**Text section:**
--

Words from Fr. Frank Cordaro

June 13, 2002

IN TRANSIT - FTC Oklahoma City

A day after I put my "Half Time Report" in the mail, the "powers that be" decided to move me out of CCA Leavenworth. They pulled out 26 inmates handcuffed, shackled and chained and drove us to the Kansas City Airport to a secluded air strip where we joined another 150 Federal inmates already aboard a ConAir passenger jet awaiting our arrival. Once safely aboard and still cuffed, shackled and chained, we flew to the Federal Transit Center (FTC) in Oklahoma City, OK. This is the second time I have been through FTC Oklahoma City. The first time was 3 1/2 years ago on my way to the Federal Prison Camp in Yankton SD from the East Coast. FTC Oklahoma City is unique within the Bureau of Prisons (BOP) facilities. A cross between a bus station and the departure point between heaven and hell. It feels like a modern day, land-based slaving ship. It’s an eight-story building that sits on a deserted edge of the Oklahoma City Airport. It can hold up to 1500 inmates, all but a few, who are assigned to the facility for cooking and maintenance, are Federal prisoners in transit.

The BOP has three large jet passenger planes and a number of smaller planes that make up its ConAir fleet. These planes are used to transport hundreds, if not a thousand or so, inmates daily throughout the six regional BOP districts in the country. At the end of the day, barring any breakdowns, all ConAir planes end up back at FTC Oklahoma City. Technically, once I got on the ConAir flight at the Kansas City Airport, I officially was placed in Federal BOP custody. Prior to that, during my first three months of custody, I was the responsibility of the U.S. Marshall’s office in Omaha, NE, contracted out to CCA Leavenworth for safekeeping. The move also represented the end of my county jail level of incarceration and the beginning of my being held captive by the Federal Government directly. Usually, that means a step up in the quality of incarceration. But I’m not sure that holds for every situation, more on this later in this report.

--

**Exercise tasks:**
a – Can you sum up the transit report above in two sentences?
b – Answer these questions about the transit report above:
(i) How many inmates can FTC Oklahoma City hold?
(ii) How many large jet passenger planes does the BOP have in its ConAir fleet?
(iii) Where was the writer headed on the first trip through FTC Oklahoma City?
The rows after this point come from a different source.

**Dataset extract:**
--

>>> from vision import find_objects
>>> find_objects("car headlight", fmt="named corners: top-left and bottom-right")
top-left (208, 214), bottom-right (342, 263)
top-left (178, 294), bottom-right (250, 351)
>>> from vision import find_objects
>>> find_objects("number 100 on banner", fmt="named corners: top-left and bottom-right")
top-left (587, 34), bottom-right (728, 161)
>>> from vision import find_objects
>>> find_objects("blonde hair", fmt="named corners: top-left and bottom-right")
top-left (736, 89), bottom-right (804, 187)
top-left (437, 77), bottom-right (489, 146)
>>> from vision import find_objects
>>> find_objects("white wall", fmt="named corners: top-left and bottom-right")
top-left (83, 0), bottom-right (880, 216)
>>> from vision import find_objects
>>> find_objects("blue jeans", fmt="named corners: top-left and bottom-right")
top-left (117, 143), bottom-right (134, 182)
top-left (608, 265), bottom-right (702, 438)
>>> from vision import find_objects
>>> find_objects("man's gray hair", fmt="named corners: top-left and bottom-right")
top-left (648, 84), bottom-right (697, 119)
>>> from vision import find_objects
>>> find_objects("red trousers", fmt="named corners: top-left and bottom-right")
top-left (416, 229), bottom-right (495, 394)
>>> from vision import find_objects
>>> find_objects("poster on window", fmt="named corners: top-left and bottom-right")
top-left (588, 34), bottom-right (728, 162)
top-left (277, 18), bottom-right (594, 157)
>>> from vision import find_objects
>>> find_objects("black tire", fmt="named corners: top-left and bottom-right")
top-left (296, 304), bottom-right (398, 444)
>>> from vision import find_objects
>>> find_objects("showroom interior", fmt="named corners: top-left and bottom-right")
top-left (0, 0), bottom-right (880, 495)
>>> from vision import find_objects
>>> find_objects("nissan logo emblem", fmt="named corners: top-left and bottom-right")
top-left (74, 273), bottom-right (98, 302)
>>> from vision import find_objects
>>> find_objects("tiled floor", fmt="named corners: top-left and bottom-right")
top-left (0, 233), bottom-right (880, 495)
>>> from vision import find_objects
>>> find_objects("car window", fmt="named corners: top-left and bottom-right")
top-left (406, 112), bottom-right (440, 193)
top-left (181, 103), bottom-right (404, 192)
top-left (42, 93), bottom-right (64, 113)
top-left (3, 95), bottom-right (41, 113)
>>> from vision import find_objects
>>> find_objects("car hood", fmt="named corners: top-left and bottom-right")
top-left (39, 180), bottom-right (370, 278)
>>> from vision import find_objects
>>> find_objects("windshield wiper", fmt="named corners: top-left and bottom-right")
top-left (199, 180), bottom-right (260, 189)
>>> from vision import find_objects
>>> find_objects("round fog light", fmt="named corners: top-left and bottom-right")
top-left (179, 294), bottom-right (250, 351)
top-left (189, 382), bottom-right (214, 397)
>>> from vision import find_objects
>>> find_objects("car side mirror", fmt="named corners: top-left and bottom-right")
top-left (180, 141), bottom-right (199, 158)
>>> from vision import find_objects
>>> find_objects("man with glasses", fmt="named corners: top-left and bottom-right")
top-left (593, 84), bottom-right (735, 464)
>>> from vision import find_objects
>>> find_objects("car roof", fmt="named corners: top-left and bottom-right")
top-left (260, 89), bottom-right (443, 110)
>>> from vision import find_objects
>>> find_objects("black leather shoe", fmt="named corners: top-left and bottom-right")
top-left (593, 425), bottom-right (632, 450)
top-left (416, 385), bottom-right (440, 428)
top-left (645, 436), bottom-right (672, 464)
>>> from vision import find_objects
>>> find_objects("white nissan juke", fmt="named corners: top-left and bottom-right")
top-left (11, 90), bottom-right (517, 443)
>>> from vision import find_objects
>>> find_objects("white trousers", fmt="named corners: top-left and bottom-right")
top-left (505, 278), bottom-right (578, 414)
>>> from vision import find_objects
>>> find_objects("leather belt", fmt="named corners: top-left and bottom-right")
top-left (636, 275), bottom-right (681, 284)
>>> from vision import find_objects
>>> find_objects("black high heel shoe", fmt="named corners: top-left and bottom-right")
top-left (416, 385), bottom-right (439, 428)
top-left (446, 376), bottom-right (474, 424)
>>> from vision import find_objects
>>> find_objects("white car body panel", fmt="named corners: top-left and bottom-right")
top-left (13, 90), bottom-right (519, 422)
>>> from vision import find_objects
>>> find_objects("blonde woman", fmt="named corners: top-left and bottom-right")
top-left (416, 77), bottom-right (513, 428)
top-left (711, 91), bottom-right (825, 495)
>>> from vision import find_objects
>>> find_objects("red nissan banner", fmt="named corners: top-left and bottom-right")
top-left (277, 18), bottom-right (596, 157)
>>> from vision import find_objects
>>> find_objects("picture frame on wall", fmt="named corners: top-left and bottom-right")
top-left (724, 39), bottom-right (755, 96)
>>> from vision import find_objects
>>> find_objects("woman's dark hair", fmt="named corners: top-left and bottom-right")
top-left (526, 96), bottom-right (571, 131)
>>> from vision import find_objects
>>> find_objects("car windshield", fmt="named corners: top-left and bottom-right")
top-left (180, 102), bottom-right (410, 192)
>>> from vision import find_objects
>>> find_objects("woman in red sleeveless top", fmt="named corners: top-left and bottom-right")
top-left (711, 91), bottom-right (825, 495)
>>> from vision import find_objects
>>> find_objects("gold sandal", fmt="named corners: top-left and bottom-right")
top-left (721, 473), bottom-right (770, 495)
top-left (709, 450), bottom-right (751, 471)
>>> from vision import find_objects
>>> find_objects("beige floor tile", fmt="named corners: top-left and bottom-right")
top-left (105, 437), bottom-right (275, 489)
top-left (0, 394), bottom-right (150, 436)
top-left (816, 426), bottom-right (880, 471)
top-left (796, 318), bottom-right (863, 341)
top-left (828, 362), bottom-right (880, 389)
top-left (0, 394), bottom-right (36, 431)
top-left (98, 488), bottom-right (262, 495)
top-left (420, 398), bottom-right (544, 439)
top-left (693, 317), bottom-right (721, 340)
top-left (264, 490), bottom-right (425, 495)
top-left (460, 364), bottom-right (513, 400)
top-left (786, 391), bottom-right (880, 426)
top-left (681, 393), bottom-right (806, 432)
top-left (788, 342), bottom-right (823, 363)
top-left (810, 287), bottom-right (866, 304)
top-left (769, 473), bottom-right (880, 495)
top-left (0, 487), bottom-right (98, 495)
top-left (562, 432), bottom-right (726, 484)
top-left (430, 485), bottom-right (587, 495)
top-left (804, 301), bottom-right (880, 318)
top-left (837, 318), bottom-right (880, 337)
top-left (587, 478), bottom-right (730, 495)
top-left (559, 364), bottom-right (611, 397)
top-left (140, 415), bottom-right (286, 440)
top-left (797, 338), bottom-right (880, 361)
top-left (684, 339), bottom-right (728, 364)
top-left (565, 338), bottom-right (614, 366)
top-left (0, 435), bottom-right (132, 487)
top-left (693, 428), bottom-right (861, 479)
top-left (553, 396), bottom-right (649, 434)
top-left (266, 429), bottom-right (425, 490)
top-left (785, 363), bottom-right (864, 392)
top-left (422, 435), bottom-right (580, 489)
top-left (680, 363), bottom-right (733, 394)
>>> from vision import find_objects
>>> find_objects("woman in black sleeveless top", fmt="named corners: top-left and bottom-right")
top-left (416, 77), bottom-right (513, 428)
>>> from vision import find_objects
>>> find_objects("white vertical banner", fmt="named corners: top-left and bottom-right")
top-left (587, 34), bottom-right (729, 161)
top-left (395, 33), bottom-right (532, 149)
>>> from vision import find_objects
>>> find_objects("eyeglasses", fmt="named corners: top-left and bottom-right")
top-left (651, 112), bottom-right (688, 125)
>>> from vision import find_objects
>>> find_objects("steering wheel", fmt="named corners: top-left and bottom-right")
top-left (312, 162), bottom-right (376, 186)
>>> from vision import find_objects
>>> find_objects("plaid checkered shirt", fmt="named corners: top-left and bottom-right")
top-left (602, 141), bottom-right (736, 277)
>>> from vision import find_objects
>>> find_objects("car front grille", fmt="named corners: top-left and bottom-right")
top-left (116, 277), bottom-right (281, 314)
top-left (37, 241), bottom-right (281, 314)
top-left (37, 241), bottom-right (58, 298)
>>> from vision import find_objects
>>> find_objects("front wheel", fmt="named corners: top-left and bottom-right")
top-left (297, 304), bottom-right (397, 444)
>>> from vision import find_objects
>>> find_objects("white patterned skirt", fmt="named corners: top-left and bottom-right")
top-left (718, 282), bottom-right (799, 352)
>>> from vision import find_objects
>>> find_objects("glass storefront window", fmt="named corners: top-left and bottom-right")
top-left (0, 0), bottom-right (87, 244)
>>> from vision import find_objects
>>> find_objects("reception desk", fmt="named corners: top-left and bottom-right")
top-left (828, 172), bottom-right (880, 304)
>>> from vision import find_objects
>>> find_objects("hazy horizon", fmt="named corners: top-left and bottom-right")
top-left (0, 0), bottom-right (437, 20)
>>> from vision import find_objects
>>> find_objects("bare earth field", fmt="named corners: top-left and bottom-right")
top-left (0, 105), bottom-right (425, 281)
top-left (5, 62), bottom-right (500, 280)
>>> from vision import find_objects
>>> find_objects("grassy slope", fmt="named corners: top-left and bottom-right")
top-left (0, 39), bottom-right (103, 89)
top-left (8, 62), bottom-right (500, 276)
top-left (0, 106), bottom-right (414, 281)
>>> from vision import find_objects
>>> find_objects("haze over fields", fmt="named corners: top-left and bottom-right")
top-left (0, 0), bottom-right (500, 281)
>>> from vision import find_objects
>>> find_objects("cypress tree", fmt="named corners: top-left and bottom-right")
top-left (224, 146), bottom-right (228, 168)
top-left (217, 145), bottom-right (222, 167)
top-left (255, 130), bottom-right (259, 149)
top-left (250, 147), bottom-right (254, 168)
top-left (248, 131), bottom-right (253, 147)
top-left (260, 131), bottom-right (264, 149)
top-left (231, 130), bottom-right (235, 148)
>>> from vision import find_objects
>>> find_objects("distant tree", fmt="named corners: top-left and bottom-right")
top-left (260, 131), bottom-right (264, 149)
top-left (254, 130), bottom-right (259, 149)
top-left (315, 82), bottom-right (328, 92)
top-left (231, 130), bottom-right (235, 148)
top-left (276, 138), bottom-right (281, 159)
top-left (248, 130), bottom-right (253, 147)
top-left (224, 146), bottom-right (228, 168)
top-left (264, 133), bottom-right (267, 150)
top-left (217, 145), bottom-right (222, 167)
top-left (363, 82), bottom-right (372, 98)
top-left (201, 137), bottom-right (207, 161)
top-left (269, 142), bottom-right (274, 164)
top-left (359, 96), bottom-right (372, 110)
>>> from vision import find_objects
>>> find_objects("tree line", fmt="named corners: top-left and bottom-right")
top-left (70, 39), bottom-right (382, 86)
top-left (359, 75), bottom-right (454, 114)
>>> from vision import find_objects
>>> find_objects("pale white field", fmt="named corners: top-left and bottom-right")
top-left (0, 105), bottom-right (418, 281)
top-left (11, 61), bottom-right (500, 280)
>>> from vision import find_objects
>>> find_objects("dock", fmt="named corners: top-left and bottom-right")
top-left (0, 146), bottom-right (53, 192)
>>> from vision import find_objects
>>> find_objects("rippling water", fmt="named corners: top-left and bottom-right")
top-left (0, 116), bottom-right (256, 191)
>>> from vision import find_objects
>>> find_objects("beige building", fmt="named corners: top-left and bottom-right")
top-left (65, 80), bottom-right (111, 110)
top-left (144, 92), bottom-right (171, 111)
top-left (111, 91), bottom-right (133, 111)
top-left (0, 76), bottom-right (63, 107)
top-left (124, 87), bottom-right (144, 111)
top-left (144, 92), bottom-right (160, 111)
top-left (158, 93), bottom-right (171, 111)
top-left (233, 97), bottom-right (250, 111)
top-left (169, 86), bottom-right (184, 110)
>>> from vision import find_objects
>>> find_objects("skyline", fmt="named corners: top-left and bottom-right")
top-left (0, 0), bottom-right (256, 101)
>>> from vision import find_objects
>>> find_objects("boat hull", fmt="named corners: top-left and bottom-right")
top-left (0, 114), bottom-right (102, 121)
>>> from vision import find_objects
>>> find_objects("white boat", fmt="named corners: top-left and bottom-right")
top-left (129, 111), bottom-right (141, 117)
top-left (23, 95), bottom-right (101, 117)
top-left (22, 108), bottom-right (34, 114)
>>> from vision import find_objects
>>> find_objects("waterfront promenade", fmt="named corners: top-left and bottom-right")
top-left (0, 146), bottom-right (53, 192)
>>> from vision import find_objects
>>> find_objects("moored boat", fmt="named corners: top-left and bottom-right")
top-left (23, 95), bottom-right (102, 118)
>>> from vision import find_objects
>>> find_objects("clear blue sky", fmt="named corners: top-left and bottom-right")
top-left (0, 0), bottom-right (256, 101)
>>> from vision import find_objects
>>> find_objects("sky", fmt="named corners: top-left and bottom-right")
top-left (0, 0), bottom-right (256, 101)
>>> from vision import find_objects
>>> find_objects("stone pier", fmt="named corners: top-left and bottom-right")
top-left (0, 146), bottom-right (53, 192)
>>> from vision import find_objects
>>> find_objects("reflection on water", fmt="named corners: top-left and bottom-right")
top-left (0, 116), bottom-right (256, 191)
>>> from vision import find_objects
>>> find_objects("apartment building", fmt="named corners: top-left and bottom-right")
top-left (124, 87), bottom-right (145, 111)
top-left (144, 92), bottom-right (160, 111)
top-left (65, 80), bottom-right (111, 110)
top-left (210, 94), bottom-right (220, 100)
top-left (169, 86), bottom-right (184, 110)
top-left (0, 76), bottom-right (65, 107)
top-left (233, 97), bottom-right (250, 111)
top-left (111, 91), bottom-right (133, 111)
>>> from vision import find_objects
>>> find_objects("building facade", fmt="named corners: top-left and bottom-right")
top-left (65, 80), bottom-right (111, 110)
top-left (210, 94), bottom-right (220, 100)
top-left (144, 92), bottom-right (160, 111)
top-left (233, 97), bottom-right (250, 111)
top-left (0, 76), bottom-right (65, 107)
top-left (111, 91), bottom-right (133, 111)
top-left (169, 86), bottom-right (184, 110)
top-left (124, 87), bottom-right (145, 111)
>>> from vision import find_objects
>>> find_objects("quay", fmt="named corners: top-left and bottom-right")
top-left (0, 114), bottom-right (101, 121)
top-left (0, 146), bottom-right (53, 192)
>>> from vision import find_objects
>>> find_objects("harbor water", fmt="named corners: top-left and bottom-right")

--

**Results for each task:**
a – Fr. Frank Cordaro was taken from CCA Leavenworth in a group of 26 inmates, all cuffed, shackled and chained, and flown on a ConAir jet from the Kansas City Airport to the Federal Transit Center in Oklahoma City, his second time passing through it. Boarding that flight put him officially in Federal BOP custody, ending his first three months as the responsibility of the U.S. Marshall's office in Omaha and his county jail level of incarceration.

b –
(i) Up to 1500 inmates.
(ii) Three.
(iii) The Federal Prison Camp in Yankton SD.